• [Task] Return the full set of entries exactly. Omit none.

*** Data listing ***

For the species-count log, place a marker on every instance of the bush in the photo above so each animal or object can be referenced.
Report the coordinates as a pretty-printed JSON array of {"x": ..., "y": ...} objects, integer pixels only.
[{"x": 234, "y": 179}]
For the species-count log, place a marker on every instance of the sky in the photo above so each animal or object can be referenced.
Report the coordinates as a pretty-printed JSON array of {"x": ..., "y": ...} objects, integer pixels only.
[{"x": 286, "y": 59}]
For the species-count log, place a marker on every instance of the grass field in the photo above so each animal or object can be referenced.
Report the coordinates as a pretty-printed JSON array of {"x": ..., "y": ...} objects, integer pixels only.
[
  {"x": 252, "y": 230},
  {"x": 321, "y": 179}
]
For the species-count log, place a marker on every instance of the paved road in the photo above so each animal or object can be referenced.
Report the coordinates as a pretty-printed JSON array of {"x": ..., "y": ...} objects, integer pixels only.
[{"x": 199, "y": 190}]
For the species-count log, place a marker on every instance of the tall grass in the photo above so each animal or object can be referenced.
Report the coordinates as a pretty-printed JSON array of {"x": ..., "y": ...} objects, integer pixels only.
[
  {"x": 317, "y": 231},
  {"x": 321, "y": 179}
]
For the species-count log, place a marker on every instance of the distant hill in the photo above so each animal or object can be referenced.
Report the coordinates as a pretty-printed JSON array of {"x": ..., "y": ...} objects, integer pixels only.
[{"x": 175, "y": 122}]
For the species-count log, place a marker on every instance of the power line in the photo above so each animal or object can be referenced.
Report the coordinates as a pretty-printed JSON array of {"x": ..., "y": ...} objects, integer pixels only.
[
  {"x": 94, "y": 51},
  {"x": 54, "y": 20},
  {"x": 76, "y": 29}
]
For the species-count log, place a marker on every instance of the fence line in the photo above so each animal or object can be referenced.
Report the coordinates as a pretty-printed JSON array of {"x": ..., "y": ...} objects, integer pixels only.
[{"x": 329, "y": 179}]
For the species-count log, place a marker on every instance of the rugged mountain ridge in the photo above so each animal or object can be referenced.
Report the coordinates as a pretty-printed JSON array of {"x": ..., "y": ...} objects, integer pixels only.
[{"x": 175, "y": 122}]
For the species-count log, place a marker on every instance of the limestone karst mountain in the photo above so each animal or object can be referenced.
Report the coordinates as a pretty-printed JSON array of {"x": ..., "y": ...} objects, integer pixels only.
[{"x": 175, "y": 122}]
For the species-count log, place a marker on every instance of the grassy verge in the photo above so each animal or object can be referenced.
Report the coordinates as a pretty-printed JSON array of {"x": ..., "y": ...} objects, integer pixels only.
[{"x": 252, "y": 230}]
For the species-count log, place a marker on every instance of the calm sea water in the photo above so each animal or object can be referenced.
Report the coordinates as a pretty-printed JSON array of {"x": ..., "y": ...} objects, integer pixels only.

***

• [Answer space]
For the species-count log, place a marker on every instance of the bush in the photo above so each animal or object can be referenced.
Report the coordinates as a pretty-printed JSON array of {"x": ..., "y": ...} objects, integer pixels only.
[{"x": 234, "y": 179}]
For the species-count log, place a marker on every instance of the sky in the photo above so each animal or object can be referenced.
Report the coordinates as a pretty-printed JSON array of {"x": ..., "y": ...} objects, integer pixels only.
[{"x": 286, "y": 59}]
For the species-count log, place a marker on every instance of the grass field in the photo above so each animal or object can be referenced.
Report the coordinates as a pretty-printed JSON array of {"x": ..., "y": ...} objects, integer pixels only.
[
  {"x": 252, "y": 230},
  {"x": 321, "y": 179}
]
For the species-count log, place a marker on every instance of the paved road in the photo above so each animal or object can be referenced.
Report the coordinates as a pretty-printed JSON array of {"x": ..., "y": ...} objects, integer pixels only.
[{"x": 199, "y": 190}]
For the species-count log, place a marker on every instance of the tall grass in the photo above so each animal or object can be referenced.
Report the coordinates as a pretty-printed JSON array of {"x": ..., "y": ...} objects, integer pixels only.
[
  {"x": 317, "y": 231},
  {"x": 321, "y": 179}
]
For the species-count log, place a marker on every instance of the distant hill in the photo above so each animal or object can be referenced.
Report the coordinates as a pretty-printed JSON array of {"x": ..., "y": ...} objects, integer pixels only.
[{"x": 175, "y": 122}]
For the species-count log, place a marker on every instance of the power line in the photo above so each animal or object can be referenced.
Report the coordinates as a pretty-printed JSON array of {"x": ..., "y": ...} objects, integer pixels only.
[
  {"x": 94, "y": 51},
  {"x": 54, "y": 20},
  {"x": 76, "y": 29}
]
For the species-count log, place a marker on every instance of the fence line in the photo above so each animal or object can be referenced.
Report the coordinates as a pretty-printed JSON array of {"x": ..., "y": ...} objects, integer pixels only.
[{"x": 329, "y": 179}]
For the species-count log, place a marker on every instance of the rugged mountain ridge in the photo above so each animal or object can be referenced.
Report the coordinates as a pretty-printed JSON array of {"x": ..., "y": ...} objects, integer pixels only.
[{"x": 175, "y": 122}]
For the species-count log, place a marker on every instance of the limestone karst mountain in the photo above so each animal or object can be referenced.
Report the coordinates as a pretty-printed JSON array of {"x": ..., "y": ...} objects, integer pixels only.
[{"x": 175, "y": 122}]
For the species-count log, place a marker on every instance of the grassy verge in the photo above so each animal or object can be referenced.
Report the coordinates as a pretty-printed JSON array of {"x": ..., "y": ...} objects, integer pixels only.
[{"x": 252, "y": 230}]
For the species-count log, place a marker on every instance of the calm sea water in the photo above so each animal or object can be referenced.
Report the coordinates as a pretty-printed JSON array of {"x": ..., "y": ...} objects, integer pixels only.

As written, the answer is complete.